## START Provided material
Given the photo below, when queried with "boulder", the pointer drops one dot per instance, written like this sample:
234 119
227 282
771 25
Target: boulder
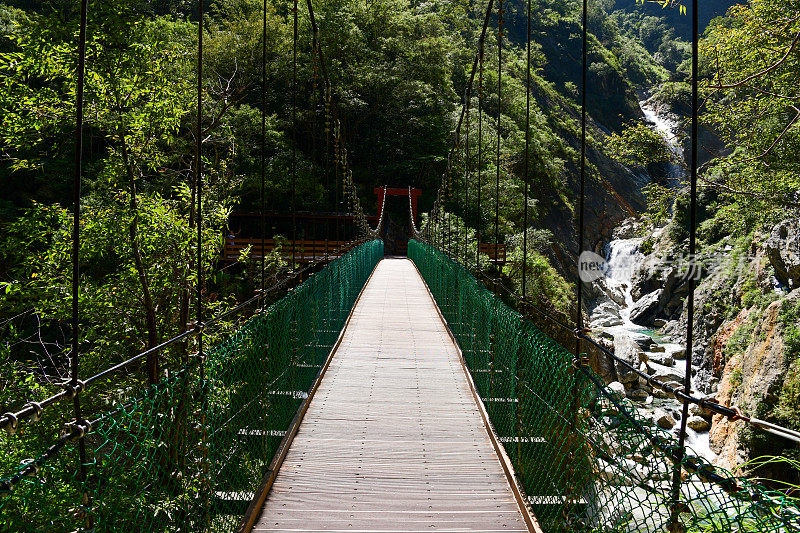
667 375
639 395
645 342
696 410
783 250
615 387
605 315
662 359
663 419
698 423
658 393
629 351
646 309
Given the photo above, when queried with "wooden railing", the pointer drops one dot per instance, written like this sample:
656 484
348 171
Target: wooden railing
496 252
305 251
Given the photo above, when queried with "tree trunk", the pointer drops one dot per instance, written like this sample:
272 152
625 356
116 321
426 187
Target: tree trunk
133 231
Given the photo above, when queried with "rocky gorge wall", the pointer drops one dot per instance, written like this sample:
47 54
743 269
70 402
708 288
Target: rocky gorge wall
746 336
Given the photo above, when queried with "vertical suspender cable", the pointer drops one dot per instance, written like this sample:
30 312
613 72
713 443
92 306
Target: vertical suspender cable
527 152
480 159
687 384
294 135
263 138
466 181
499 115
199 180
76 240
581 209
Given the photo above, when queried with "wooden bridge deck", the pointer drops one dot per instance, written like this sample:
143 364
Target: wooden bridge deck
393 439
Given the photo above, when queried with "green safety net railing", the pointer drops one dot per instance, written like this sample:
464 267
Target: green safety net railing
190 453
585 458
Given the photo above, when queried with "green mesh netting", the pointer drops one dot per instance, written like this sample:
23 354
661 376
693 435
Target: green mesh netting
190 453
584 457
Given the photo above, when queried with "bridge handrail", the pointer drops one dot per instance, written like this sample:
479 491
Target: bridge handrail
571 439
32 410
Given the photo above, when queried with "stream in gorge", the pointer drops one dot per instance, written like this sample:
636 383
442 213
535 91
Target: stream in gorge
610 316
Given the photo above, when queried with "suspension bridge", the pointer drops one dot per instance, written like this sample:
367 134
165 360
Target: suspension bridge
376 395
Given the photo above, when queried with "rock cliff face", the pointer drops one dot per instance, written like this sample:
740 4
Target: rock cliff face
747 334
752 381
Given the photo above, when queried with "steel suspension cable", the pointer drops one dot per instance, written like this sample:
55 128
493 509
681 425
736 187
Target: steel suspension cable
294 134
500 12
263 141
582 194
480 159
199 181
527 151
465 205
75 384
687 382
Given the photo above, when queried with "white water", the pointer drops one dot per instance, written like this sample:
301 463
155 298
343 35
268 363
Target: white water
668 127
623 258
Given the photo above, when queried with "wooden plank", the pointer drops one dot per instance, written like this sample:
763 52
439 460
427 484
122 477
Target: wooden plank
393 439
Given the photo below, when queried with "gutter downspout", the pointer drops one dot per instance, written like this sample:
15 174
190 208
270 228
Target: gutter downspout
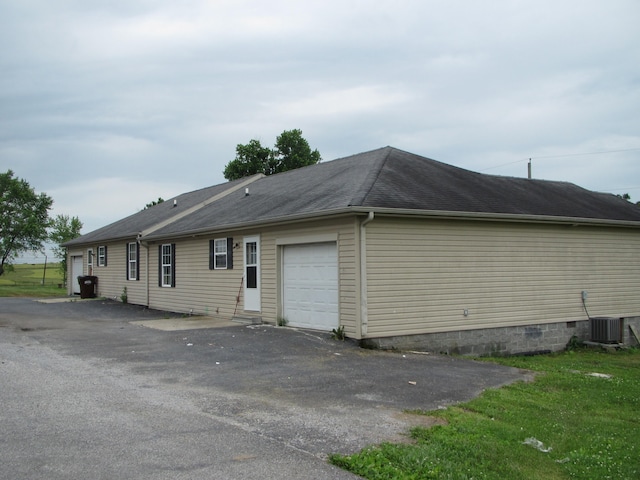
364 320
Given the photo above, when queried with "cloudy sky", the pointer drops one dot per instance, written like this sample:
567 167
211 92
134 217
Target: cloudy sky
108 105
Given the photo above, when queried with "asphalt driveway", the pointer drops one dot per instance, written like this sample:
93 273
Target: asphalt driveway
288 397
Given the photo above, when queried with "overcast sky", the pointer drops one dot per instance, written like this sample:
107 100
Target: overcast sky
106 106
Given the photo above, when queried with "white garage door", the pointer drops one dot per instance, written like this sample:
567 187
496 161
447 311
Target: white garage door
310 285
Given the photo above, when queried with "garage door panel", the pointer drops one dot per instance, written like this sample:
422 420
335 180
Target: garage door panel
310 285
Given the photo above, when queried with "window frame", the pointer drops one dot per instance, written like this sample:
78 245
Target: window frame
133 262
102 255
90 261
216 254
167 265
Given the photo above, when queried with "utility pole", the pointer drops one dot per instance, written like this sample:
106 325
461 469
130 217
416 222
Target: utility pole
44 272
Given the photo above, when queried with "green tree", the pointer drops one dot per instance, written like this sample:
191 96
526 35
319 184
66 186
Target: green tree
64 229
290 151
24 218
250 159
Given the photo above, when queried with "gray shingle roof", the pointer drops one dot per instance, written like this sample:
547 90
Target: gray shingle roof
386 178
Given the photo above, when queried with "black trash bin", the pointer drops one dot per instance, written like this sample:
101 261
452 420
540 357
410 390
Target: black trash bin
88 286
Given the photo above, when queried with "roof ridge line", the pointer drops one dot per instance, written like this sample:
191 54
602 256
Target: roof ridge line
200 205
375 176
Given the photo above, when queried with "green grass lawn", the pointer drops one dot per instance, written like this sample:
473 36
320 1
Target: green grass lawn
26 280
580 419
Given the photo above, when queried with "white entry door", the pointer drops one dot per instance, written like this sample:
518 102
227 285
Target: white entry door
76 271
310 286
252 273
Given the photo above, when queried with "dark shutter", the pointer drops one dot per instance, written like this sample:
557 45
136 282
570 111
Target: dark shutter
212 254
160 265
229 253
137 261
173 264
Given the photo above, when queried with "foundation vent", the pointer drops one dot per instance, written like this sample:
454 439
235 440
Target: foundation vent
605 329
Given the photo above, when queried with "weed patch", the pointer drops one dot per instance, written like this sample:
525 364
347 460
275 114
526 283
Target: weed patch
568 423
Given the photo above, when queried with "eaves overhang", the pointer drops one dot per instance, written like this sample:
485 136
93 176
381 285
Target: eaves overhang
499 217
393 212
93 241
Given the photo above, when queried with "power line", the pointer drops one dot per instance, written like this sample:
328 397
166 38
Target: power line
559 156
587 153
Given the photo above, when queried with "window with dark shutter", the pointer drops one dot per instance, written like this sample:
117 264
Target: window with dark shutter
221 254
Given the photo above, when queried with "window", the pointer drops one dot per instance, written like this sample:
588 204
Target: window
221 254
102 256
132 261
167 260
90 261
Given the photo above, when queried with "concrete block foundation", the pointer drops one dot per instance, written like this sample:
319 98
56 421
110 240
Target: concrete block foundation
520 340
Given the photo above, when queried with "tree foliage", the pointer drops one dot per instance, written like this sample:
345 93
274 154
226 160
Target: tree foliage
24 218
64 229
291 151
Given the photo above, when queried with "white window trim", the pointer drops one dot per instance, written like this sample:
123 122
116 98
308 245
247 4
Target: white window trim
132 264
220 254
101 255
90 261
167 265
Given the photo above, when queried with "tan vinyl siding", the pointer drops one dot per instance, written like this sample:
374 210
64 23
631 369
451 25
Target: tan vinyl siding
## END Provided material
▶ _What you should do_
Make a verbatim copy of all the entries and strip out the pictures.

▶ _Solution for this exercise_
Given the photo below, when queried with "boulder", the pointer drops one dot per instance, written like this sample:
234 119
227 282
771 25
Target: boulder
667 375
639 395
645 342
696 410
783 250
615 387
605 315
662 359
663 419
698 423
658 393
629 351
646 309
Given the photo above, when queried with "wooden railing", the pointer drops one dot per instance, written like this sample:
656 484
348 171
Target: wooden railing
496 252
305 251
Given the photo above, when queried with "tree trunk", the pointer drops one dot per instance, written like this sample:
272 152
625 356
116 321
426 187
Target: tree trunk
133 231
Given the photo above, when queried with "rocky gorge wall", the pointer drops one dot per instance, written like this sample:
47 54
743 269
70 402
708 288
Target: rocky gorge wall
746 336
Given the photo above, when queried with "vertical suspender cable", the pointer drops one dot per instance, written like this sample:
30 312
613 72
713 443
92 306
Target: vertical suspender cable
527 152
480 159
687 384
294 135
263 138
466 181
499 115
199 180
76 240
581 209
Given the photo above, when queried with "wooden bridge deck", the pointer drops one dot per instance, written like this sample:
143 364
Target: wooden bridge deck
393 439
Given the photo above, when queried with "green safety net railing", the pointer drops one dot per instance, written like this sample:
464 267
Target: green safety net railing
190 453
585 458
Given the photo above, when queried with "green mesh netting", the pointer drops one dot per instance, written like this sample:
23 354
661 376
693 435
Target: green mesh netting
190 453
584 457
Given the photo above, when queried with "bridge handrail", the pointer drops one dot per instance, written like this sample:
479 491
Target: bridge handrail
571 439
32 410
Given the photo above, when queried with "stream in gorge", the pointer drops one dot per instance, written like this sample:
636 383
442 213
535 91
Target: stream in gorge
610 316
Given the photo above, when queried with "suspension bridge", the pointer drops one dot per instance, written like this sample:
367 134
165 360
Target: suspension bridge
376 395
Given the photo above, when queried with "rock cliff face", the pointer drops one dot per instance, written like this sample:
740 4
Target: rock cliff face
747 334
752 381
Given the photo above, when queried with "steel suspension cable", the pointer drops one dot per instance, written like this sample:
55 128
493 509
681 425
736 187
Target: steel suspension cable
294 134
500 12
263 141
582 194
480 159
199 181
527 151
465 205
75 384
687 382
Given the photo above, when queried with "white water", the pointer drops one dot per instance, written like this sample:
301 463
155 298
343 35
268 363
Target: white water
668 127
623 258
Given the photo above, when queried with "wooden plank", the pointer drops one dot per instance, written like this sample:
763 52
439 460
427 484
122 477
Target: wooden plank
393 439
Given the photo below, when queried with "gutter downspout", the pointer drops one dot per instance, written like this sample:
15 174
190 208
270 228
Target: gutter downspout
364 320
Given the photo above, when queried with "cloudy sky", the pointer drops one dot per instance, written like this sample:
567 167
211 92
134 217
Target: cloudy sky
108 105
Given the photo above, when queried with "asphalt driveway", the pointer drops one dot per instance, written like this sample:
93 273
Target: asphalt driveway
288 397
Given the photo above, when queried with "overcast sky", the pointer drops one dot per instance, written like this sample:
107 100
Target: overcast sky
106 106
Given the photo above, when queried with "white garage door", the pointer drops one dot per instance, written like this sample:
567 187
496 161
447 311
Target: white garage door
310 285
Given the photo above, when queried with "garage door panel", the pointer drops one dot per instance, written like this sample:
422 420
335 180
Target: garage door panel
310 285
Given the photo above, when queried with "window frame", the pointer drops one dot per instance, written like this sample:
78 245
Target: window frame
133 262
102 255
90 261
216 254
167 265
Given the photo above, when queried with "utility pole", the pointer drops one dot per instance, written like this sample:
106 325
461 469
130 217
416 222
Target: utility pole
44 272
Given the photo above, when queried with "green tree", the pointer drops one dot per instance, written like this sample:
191 96
526 35
319 184
66 186
Target: green tree
64 229
290 151
24 218
250 159
Given the photo above, when queried with "gray shingle roof", the pointer drops one dot per instance, written like this sample:
547 90
Target: gray shingle roof
386 178
Given the photo above, when queried with "black trash bin", the pointer drops one dot per instance, written like this sample:
101 261
452 420
540 357
410 390
Target: black trash bin
88 286
Given the photo above, when queried with "roof ridge line", the pointer drops one dot per instance, written like this sample:
191 54
602 256
Target: roof ridge line
200 205
375 176
Given the photo above, when queried with "green grass lawn", the pointer drops one dot per instance, written like this sample:
473 36
320 1
Target: green grass lawn
26 280
580 419
Given the photo above, when queried with "white entry door", the pointer drops one dot per instance, written like this sample:
518 102
227 285
Target: white entry door
76 271
310 286
252 273
Given the photo above, when queried with "dark shutter", the pointer drops one dot per instance, written like this sample:
557 45
136 282
570 111
Target: dark shutter
212 254
160 265
229 253
137 261
173 264
Given the photo above, when queried with "foundation vent", the pointer drops one dot per instance, written like this sample:
454 439
235 440
Target: foundation vent
605 329
Given the photo above, when queried with "weed patch", the pointer drops one dot per instance, written like this sample:
525 364
347 460
275 114
526 283
Target: weed patch
568 423
Given the photo above, when queried with "eaves overhang", the pointer drops one dot per instance, written like this sample:
485 136
93 176
381 285
Target: eaves overhang
499 217
393 212
93 241
Given the photo above, when queried with "power line", the pointer drops one dot per instance, written like this sample:
328 397
166 38
Target: power line
559 156
587 153
Given the photo above, when queried with "window with dark shutter", the pointer drops one dot per instance, written like this sample:
117 264
Target: window with dark shutter
221 254
Given the photo above, when queried with "window", the pointer drops one dot per instance, written like this sample:
588 204
Target: window
221 254
102 256
132 261
167 260
90 261
Given the photo above, when queried with "concrete block foundation", the pointer drops one dot per instance, written like this sample:
319 98
56 421
110 240
Target: concrete block foundation
520 340
Given the photo above, when queried with "tree foliage", the pointer drops one dot per instance, written like this sample:
345 93
274 154
226 160
Target: tree foliage
24 218
64 229
291 151
Given the photo above, when queried with "white window trim", the pointer drops one dot per instance, written like this sample:
123 122
116 98
308 245
247 4
Target: white window trim
132 264
220 254
101 255
90 261
167 265
Given the photo above, when queried with "tan vinyl siding", the pointer drops one dot per instance, written like this sample:
374 210
64 23
631 369
451 25
Target: tan vinyl siding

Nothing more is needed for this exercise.